QUESTIONS ON THE MATERIAL >>
A - In the text about what not to flush down the toilet, how much water does one flush on a regular flow toilet waste?
B - Shorten the paragraph beginning "Dental floss isn't biodegradable" from the text about what not to flush down the toilet, keeping its main facts.
C - Continue the text about what not to flush down the toilet from where it stops.

TEXT FOR ANALYSIS >>
● ● ● ●

There are a number of things that some homeowners flush down the toilet that they shouldn’t.
Tossing inappropriate items down the loo can cause serious plumbing issues and, as such, homeowners should reconsider their actions and dispose of these items correctly.
Keep in mind that flushing anything that isn’t created by your body’s digestive system should not be flushed down the toilet, since one flush on a regular flow toilet wastes 12 litres of water.
Dental floss isn’t biodegradable, and while one small piece of floss may not seem like much, just think about what happens when a bunch of it gets tangled together. Enter bad visual of plaque-laden strings combining together to create one monster floss glob flowing through your sewer pipes. So after you floss (and good on you for flossing, by the way), just throw your dental floss in the trash.
2. Grease, oil and fat
Better yet, any food at all. If it’s designed to be eaten by you, let your body process it before it ends up in the toilet.
Grease, oil and fats may go in as a liquid, but sooner or later they will cool and build up on the sides of your pipes, and over time will make the pipe opening smaller and smaller – exactly like a clogged artery.

● ● ● ●

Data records
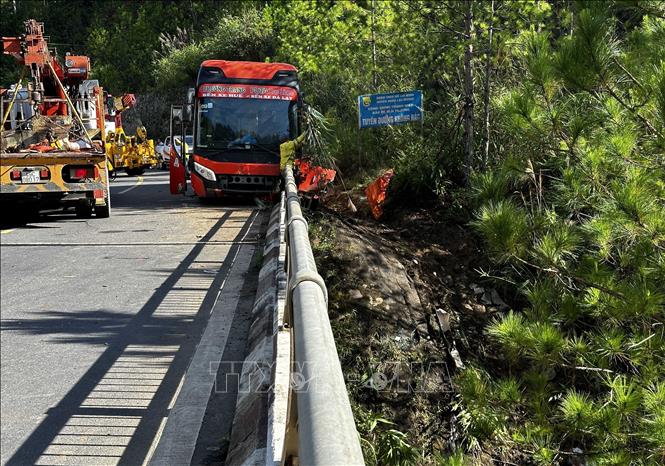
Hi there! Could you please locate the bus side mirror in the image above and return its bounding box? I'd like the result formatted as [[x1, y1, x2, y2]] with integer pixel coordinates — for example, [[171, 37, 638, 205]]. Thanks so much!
[[182, 87, 196, 121]]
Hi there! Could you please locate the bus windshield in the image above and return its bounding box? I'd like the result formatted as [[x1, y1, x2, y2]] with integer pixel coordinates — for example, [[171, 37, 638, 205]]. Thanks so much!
[[196, 97, 296, 150]]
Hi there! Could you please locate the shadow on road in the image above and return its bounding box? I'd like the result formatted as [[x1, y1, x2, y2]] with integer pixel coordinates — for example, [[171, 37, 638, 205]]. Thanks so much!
[[3, 211, 258, 466]]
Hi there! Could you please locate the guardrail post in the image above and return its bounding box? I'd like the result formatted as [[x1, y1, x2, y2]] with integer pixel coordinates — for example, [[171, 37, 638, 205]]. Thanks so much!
[[284, 166, 365, 466]]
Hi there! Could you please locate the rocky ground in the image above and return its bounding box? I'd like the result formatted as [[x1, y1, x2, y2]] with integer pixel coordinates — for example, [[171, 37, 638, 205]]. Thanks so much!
[[309, 188, 507, 463]]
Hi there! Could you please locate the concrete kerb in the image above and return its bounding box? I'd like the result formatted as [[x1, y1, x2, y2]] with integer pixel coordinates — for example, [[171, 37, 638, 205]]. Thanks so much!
[[226, 194, 291, 465]]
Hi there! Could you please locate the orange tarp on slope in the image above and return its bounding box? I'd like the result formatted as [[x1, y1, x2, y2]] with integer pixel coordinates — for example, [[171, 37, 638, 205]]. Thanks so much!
[[365, 169, 395, 220]]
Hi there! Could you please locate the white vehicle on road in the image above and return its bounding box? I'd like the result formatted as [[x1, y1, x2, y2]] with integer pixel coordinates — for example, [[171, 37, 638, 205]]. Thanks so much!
[[155, 136, 171, 170]]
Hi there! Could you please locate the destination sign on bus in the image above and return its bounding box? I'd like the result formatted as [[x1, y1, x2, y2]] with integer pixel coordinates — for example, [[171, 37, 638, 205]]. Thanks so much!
[[199, 84, 298, 100]]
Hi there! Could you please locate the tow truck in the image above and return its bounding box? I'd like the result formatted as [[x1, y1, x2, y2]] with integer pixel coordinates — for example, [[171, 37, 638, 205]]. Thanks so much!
[[0, 19, 111, 218]]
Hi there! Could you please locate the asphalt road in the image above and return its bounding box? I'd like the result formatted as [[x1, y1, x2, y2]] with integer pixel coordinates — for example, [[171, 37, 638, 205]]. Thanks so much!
[[0, 171, 267, 466]]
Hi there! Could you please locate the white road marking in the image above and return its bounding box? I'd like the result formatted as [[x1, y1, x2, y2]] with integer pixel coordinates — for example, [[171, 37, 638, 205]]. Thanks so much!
[[2, 239, 262, 247], [118, 176, 143, 194]]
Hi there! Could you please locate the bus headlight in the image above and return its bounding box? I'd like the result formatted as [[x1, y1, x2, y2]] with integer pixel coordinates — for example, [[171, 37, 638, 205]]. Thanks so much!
[[194, 162, 217, 181]]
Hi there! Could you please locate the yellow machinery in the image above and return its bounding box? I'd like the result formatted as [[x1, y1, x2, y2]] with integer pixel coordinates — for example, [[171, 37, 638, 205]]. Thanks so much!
[[102, 94, 159, 176], [104, 126, 159, 176]]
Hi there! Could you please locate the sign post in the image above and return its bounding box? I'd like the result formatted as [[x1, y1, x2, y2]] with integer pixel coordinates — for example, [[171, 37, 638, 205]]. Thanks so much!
[[358, 91, 423, 129]]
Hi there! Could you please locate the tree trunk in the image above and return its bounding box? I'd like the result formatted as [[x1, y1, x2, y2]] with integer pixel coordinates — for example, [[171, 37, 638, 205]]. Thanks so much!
[[482, 0, 494, 170], [464, 0, 474, 184]]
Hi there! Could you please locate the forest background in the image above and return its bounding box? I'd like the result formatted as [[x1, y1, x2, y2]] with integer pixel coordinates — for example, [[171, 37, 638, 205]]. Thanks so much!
[[0, 0, 665, 465]]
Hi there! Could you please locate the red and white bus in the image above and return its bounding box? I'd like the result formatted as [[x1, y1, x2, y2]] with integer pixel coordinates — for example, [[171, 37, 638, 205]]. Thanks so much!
[[170, 60, 301, 198]]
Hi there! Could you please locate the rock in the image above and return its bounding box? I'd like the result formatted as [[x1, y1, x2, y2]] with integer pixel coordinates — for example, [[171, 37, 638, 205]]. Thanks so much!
[[490, 289, 510, 311], [436, 309, 450, 333], [450, 344, 466, 371], [471, 303, 485, 314], [427, 313, 439, 333], [349, 289, 363, 300], [369, 296, 383, 306], [471, 283, 485, 294]]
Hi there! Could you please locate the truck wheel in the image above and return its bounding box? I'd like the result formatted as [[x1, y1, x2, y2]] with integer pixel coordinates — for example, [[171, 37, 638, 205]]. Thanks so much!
[[125, 167, 145, 176], [76, 204, 92, 218]]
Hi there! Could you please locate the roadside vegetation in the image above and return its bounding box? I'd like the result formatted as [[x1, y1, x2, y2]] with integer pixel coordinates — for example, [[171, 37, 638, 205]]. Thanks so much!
[[0, 0, 665, 465]]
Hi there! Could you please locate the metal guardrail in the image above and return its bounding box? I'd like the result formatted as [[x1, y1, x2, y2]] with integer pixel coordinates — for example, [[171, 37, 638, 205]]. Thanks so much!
[[284, 166, 365, 466]]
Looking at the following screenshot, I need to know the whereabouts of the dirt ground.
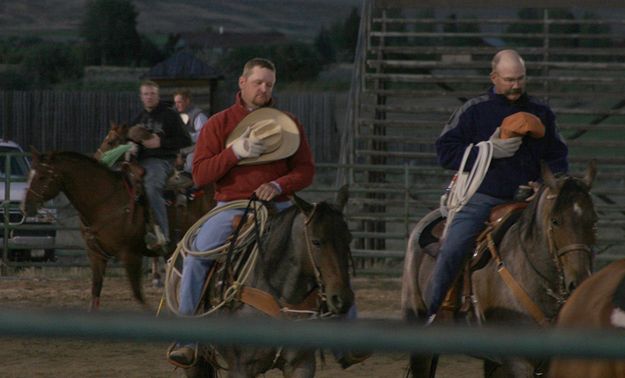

● ● ● ●

RESULTS OF THE TASKS >>
A - 12 liters.

B - Dental floss isn't biodegradable. Many pieces can tangle into one large glob in sewer pipes, so used floss should go in the trash.

C -
Eventually, the pipe will clog so badly that it will back up, or worse. That’s why restaurants have grease disposal services as you can’t dump oil down a sink.
Keep a zippered bag close by in the kitchen and pour any oil, grease or fat into the bag. When the bag is full, throw it away. That way it won’t smell either.
3. Band aids
Most band aids are made from plastic, which isn’t even close to biodegradable.
Tossing these down the toilet can cause blockages, so it’s best to just put your used band aids in the trash. Don’t flush cloth bandages either.
4. Wet wipes
These moist towelettes are becoming an increasingly popular bathroom accessory. Despite the fact that they’re marketed to be flushed like toilet paper, these wipes are creating clogs and backups in sewer systems around the nation. Same thing goes for actual baby wipes and cleaning wipes.
5. Sanitary pads
There’s a good reason why restaurants, malls and public bathrooms have signs telling you not to flush feminine hygiene products down the toilet. And they’ll provide you with a little courtesy bin for safe disposal.
So why don’t they flush? Well, these products are inherently designed to absorb moisture and expand. The expansion makes them difficult to pass through pipes and sewers. This also applies to cotton balls and cotton swabs. Just wrap them up and dispose them in the trash.
Don’t ever flush condoms down the toilet as these latex prophylactics are like kryptonite for septic tanks and sewage treatment plants.
Discreetly wrap them up in toilet paper (condom and wrapper) and throw them away in the trash.
Just because this forms part of your body doesn’t mean it can be safely flushed down the toilet.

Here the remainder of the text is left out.